• _Set problem_
Print the whole listing exactly.

• _Records for this task_
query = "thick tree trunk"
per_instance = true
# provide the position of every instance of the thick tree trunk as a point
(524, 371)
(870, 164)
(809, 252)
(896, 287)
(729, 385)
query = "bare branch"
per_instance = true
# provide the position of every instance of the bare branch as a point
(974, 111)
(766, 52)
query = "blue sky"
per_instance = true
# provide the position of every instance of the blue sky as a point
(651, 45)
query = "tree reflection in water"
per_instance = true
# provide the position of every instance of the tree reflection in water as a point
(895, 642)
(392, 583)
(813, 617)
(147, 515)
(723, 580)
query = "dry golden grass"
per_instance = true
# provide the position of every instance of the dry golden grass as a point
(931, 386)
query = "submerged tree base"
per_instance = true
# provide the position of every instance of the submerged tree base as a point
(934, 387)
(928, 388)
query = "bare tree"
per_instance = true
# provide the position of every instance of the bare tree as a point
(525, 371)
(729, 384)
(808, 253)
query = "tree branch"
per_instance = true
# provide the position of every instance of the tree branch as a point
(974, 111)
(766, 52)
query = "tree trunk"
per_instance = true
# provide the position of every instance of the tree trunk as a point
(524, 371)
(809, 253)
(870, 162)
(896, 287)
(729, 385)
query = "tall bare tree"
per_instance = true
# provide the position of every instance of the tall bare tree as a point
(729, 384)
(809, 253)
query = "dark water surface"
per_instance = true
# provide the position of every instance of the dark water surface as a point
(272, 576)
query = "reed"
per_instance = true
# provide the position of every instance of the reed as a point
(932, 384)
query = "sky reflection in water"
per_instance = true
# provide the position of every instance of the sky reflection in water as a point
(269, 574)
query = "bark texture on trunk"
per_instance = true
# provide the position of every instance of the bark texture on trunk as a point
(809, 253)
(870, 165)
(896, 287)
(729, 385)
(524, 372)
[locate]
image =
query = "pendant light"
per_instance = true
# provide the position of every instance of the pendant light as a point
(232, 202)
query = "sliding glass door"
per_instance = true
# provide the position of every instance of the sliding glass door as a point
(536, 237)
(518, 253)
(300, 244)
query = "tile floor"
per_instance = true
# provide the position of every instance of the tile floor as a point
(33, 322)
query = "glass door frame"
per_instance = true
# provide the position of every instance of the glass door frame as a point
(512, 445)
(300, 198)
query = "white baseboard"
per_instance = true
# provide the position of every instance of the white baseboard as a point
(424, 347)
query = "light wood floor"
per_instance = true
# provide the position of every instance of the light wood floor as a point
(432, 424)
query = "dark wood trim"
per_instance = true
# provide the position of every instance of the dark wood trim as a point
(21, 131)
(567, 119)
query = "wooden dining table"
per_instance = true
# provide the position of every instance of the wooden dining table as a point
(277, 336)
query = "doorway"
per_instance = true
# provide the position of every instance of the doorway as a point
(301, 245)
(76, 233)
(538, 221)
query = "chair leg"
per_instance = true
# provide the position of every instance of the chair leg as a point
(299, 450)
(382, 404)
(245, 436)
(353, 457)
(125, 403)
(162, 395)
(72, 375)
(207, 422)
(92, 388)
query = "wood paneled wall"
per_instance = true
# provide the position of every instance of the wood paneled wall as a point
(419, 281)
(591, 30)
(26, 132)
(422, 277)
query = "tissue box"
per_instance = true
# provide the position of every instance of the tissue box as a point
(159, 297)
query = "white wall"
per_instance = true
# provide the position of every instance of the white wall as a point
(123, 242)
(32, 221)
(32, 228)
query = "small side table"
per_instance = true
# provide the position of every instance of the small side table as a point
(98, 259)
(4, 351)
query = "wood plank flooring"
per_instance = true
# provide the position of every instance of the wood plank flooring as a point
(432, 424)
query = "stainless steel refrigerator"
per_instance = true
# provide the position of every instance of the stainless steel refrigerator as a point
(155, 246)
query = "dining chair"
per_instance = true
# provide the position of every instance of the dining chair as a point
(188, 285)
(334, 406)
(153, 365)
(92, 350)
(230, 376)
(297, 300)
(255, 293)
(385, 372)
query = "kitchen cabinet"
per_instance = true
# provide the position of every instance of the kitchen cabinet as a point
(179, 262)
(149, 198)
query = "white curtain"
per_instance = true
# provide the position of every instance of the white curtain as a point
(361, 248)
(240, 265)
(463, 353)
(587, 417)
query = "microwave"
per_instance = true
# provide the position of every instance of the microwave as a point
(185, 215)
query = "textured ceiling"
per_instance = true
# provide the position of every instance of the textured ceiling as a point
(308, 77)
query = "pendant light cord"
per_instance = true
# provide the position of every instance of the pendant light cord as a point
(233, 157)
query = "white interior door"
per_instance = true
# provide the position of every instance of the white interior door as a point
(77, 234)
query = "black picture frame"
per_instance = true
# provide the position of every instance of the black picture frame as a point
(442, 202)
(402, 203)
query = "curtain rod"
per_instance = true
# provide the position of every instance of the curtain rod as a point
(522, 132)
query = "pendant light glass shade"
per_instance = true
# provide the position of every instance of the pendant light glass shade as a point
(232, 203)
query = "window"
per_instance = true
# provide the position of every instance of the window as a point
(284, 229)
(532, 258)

• _Result for this exercise_
query = "thick tree trunk"
per_instance = true
# provide the position of every instance of the thick tree trunk as a point
(524, 371)
(870, 164)
(809, 252)
(896, 287)
(729, 385)
query = "bare branch"
per_instance = true
# provide the position of every instance of the bare branch as a point
(974, 111)
(766, 52)
query = "blue sky"
per_instance = true
# provide the position of every instance of the blue sky as a point
(651, 45)
query = "tree reflection in water"
per_instance = true
# provide the position of every instance of the tree reflection in water as a point
(895, 642)
(392, 583)
(813, 617)
(147, 515)
(723, 580)
query = "dry golden grass"
per_instance = true
# provide the position of every instance of the dry golden grass as a point
(931, 386)
query = "submerged tree base"
per_instance = true
# provide the position of every instance of the submerged tree base as a point
(934, 387)
(928, 388)
query = "bare tree"
per_instance = true
# provide the position of every instance of the bare tree as a point
(525, 371)
(729, 384)
(808, 253)
query = "tree branch"
per_instance = true
# provide the position of every instance of the tree branch as a point
(974, 111)
(766, 52)
query = "tree trunk"
per_instance = true
# provide the position of every instance of the tree trunk as a point
(524, 371)
(809, 253)
(870, 162)
(896, 287)
(729, 385)
query = "tall bare tree"
per_instance = true
# provide the position of every instance of the tall bare tree as a point
(729, 384)
(809, 253)
query = "dark water surface"
per_instance = true
# provide the position of every instance of the dark water surface as a point
(272, 576)
query = "reed"
per_instance = true
# provide the position of every instance of the reed as a point
(932, 384)
query = "sky reflection in water"
per_instance = true
# provide the position of every instance of the sky reflection in water as a point
(269, 574)
query = "bark texture on trunk"
per_instance = true
# provide the position of every instance of the bark texture on trunk as a point
(809, 253)
(870, 165)
(896, 287)
(729, 385)
(524, 372)
[locate]
image =
query = "pendant light"
per_instance = true
# provide the position of every instance of the pendant light as a point
(232, 202)
query = "sliding glass door"
per_instance = true
# provide the position of every instance of the sliding glass door as a point
(536, 237)
(518, 253)
(300, 244)
query = "tile floor"
per_instance = true
# provide the position of every instance of the tile floor as a point
(33, 322)
query = "glass door frame"
per_instance = true
# provide the position of every instance of the glass door frame as a point
(512, 445)
(300, 198)
query = "white baseboard"
per_instance = true
# provide the position of every instance of the white baseboard as a point
(424, 347)
query = "light wood floor"
per_instance = true
# provide the position of every instance of the light wood floor as a point
(432, 424)
query = "dark wood trim"
per_instance = true
# provide the position of every instance of the dark wood trim as a point
(21, 131)
(567, 119)
query = "wooden dining table"
per_instance = true
# provide the position of every instance of the wooden dining table as a point
(277, 336)
query = "doorway"
per_instance = true
# provide the position of every instance of the doorway as a point
(301, 245)
(76, 233)
(538, 221)
query = "chair leg"
per_instance = true
# provide the position of every instance of the chair leg as a point
(299, 450)
(382, 404)
(245, 436)
(353, 457)
(125, 403)
(162, 395)
(72, 375)
(207, 422)
(92, 388)
query = "wood paneled wall"
per_instance = true
# provide the position of every instance of the wood paneled wall as a point
(419, 281)
(591, 30)
(26, 132)
(422, 277)
query = "tissue box"
per_instance = true
# provide the position of every instance of the tissue box as a point
(159, 297)
query = "white wall"
per_instance = true
# provide the position of every instance of the white wall as a point
(123, 242)
(32, 221)
(32, 228)
query = "small side table"
per_instance = true
# provide the position of every instance of the small side table as a point
(98, 259)
(4, 351)
query = "wood plank flooring"
per_instance = true
# provide the position of every instance of the wood plank flooring as a point
(432, 424)
query = "stainless steel refrigerator"
per_instance = true
# provide the position of every instance of the stainless steel refrigerator as a point
(155, 246)
query = "dining chair"
per_instance = true
# provide the position of every instance of the dining chair as a point
(188, 285)
(334, 406)
(153, 365)
(92, 350)
(230, 376)
(297, 300)
(255, 293)
(385, 372)
query = "kitchen cabinet"
per_instance = true
# provide the position of every instance of the kitchen cabinet as a point
(179, 262)
(149, 198)
query = "white curtain"
per_instance = true
# provide the position of every instance of the white curtain as a point
(361, 248)
(240, 265)
(463, 353)
(587, 417)
query = "microwave"
per_instance = true
# provide the position of every instance of the microwave as a point
(185, 215)
query = "textured ceiling"
per_instance = true
# provide the position of every instance of the textured ceiling as a point
(308, 77)
query = "pendant light cord"
per_instance = true
# provide the position of every instance of the pendant light cord as a point
(233, 157)
query = "white interior door"
per_instance = true
# provide the position of every instance of the white interior door as a point
(77, 234)
query = "black picture frame"
per_instance = true
# provide the position of every instance of the black picture frame as a point
(442, 202)
(402, 203)
query = "curtain rod"
per_instance = true
# provide the position of every instance of the curtain rod as a point
(522, 132)
query = "pendant light glass shade"
per_instance = true
# provide the position of every instance of the pendant light glass shade as a point
(232, 203)
query = "window"
per_instance = true
# provide the position of every instance of the window as a point
(284, 229)
(532, 258)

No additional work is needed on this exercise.